[Goal of the exercise] The answer is all of the data repeated exactly, with each picture omitted.

Collected data
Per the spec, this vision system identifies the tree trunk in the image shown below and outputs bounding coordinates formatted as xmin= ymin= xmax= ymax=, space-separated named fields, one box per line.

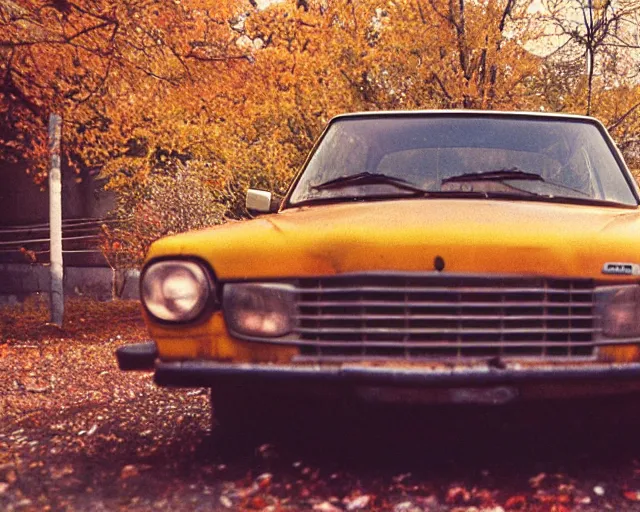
xmin=586 ymin=46 xmax=595 ymax=116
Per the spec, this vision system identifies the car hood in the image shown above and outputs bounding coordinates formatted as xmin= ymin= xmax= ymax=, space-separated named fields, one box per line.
xmin=147 ymin=199 xmax=640 ymax=280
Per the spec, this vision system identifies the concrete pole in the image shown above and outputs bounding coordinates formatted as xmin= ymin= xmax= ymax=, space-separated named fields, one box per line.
xmin=49 ymin=113 xmax=63 ymax=327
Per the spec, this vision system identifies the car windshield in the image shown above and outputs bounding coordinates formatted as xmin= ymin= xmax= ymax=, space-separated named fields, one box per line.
xmin=287 ymin=115 xmax=638 ymax=207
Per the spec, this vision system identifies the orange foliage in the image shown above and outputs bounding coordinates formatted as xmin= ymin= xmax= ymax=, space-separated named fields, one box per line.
xmin=1 ymin=0 xmax=639 ymax=264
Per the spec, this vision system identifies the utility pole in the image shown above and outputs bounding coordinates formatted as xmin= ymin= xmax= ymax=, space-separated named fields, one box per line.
xmin=49 ymin=113 xmax=63 ymax=327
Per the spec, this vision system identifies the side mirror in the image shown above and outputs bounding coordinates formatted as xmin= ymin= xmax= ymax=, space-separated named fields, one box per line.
xmin=246 ymin=189 xmax=281 ymax=215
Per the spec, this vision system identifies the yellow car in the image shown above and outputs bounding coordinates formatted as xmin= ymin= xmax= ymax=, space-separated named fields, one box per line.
xmin=117 ymin=110 xmax=640 ymax=436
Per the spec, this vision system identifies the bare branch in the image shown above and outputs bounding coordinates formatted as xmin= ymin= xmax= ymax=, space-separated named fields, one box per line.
xmin=608 ymin=101 xmax=640 ymax=132
xmin=185 ymin=52 xmax=252 ymax=63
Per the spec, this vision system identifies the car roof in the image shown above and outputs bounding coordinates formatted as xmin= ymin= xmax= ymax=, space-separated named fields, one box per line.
xmin=324 ymin=110 xmax=604 ymax=155
xmin=330 ymin=110 xmax=598 ymax=123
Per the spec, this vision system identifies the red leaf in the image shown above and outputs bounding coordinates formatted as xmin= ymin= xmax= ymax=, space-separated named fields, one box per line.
xmin=247 ymin=496 xmax=267 ymax=509
xmin=624 ymin=490 xmax=640 ymax=501
xmin=446 ymin=486 xmax=471 ymax=505
xmin=505 ymin=495 xmax=527 ymax=510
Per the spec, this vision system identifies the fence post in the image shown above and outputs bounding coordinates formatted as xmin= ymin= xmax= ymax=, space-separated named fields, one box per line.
xmin=49 ymin=113 xmax=63 ymax=327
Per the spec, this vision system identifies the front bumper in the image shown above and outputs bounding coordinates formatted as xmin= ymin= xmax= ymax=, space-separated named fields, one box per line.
xmin=153 ymin=360 xmax=640 ymax=386
xmin=116 ymin=342 xmax=158 ymax=371
xmin=155 ymin=359 xmax=640 ymax=403
xmin=116 ymin=342 xmax=640 ymax=403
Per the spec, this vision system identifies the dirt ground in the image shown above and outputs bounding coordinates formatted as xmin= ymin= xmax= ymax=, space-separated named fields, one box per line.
xmin=4 ymin=299 xmax=640 ymax=511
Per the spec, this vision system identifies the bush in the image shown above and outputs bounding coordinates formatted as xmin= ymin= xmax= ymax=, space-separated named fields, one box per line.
xmin=101 ymin=161 xmax=226 ymax=269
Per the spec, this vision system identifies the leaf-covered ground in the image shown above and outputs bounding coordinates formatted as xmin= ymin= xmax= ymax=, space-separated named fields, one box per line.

[Written answer]
Per the spec, this vision system identifies the tree trunk in the image shown below and outputs bounding coordinates formatted as xmin= ymin= xmax= ymax=, space-separated named fields, one box per line.

xmin=586 ymin=46 xmax=595 ymax=116
Per the spec, this vision system identifies the car hood in the image shown above and outputs bounding coordinates formatted as xmin= ymin= xmax= ymax=, space-separated named fields, one box per line.
xmin=147 ymin=199 xmax=640 ymax=280
Per the spec, this vision system identifies the concrete pole in the image shown above and outputs bounding coordinates formatted as xmin= ymin= xmax= ymax=, space-separated named fields, one box per line.
xmin=49 ymin=113 xmax=63 ymax=327
Per the spec, this vision system identifies the car windshield in the image shown above and outputs bounding coordinates formatted as xmin= ymin= xmax= ymax=, space-separated named fields, one box per line.
xmin=287 ymin=115 xmax=638 ymax=207
Per the spec, this vision system identifies the orange foliage in the image shown above and outputs bounding coordinates formatted as xmin= ymin= xmax= ymax=, space-separated named fields, one box per line.
xmin=1 ymin=0 xmax=639 ymax=264
Per the spec, this vision system identifies the utility pole in the image shown above and outputs bounding coordinates formatted as xmin= ymin= xmax= ymax=, space-separated named fields, one box per line.
xmin=49 ymin=113 xmax=63 ymax=327
Per the spec, this vision system identifies the side mirror in the image shown above and outputs bounding coordinates formatted as xmin= ymin= xmax= ymax=, space-separated named fields, one box per line.
xmin=246 ymin=189 xmax=281 ymax=215
Per the spec, this vision system identifies the yellow car in the image shown above and outputs bounding coordinates formatted as xmin= ymin= xmax= ymax=, space-separated named fields, one box per line.
xmin=117 ymin=110 xmax=640 ymax=436
Per the spec, this vision system identifies the bare branch in the image shown above and outputs bounding coordinates formatted as xmin= ymin= xmax= ymax=, space-separated named fields, one box per line.
xmin=608 ymin=101 xmax=640 ymax=132
xmin=185 ymin=52 xmax=252 ymax=63
Per the spec, this vision system identifies the car roof in the image shown above and outputs bounding coordinates formatted as xmin= ymin= xmax= ymax=, space-separated named fields, one box per line.
xmin=324 ymin=110 xmax=604 ymax=155
xmin=330 ymin=110 xmax=598 ymax=123
Per the spec, this vision system identifies the red leaf in the image shown above and outputs bounding coordinates formatted as xmin= ymin= xmax= ymax=, space-separated named fields, one box per line.
xmin=247 ymin=496 xmax=267 ymax=509
xmin=624 ymin=490 xmax=640 ymax=501
xmin=446 ymin=486 xmax=471 ymax=505
xmin=505 ymin=495 xmax=527 ymax=510
Per the spec, this vision system identifies the fence post in the image shown above and outputs bounding coordinates formatted as xmin= ymin= xmax= ymax=, space-separated named fields, one box per line.
xmin=49 ymin=113 xmax=63 ymax=327
Per the spec, this vision system identifies the front bumper in the image shown above and outputs bounding coordinates formatted as xmin= ymin= xmax= ymax=, space-separated named fields, one box per line.
xmin=153 ymin=360 xmax=640 ymax=386
xmin=116 ymin=342 xmax=158 ymax=371
xmin=155 ymin=359 xmax=640 ymax=403
xmin=116 ymin=342 xmax=640 ymax=403
Per the spec, this vision system identifies the dirt ground in the image shown above and outputs bounding coordinates formatted as xmin= ymin= xmax= ymax=, space-separated named fields, one box per line.
xmin=4 ymin=299 xmax=640 ymax=511
Per the spec, this vision system identifies the bush in the image shown above and outputs bounding coordinates formatted as xmin= ymin= xmax= ymax=, space-separated named fields, one box per line.
xmin=101 ymin=161 xmax=226 ymax=269
Per the spec, this vision system identifies the leaf-covered ground in the image shown above and outputs bounding coordinates formatted as xmin= ymin= xmax= ymax=, space-separated named fields, one box per line.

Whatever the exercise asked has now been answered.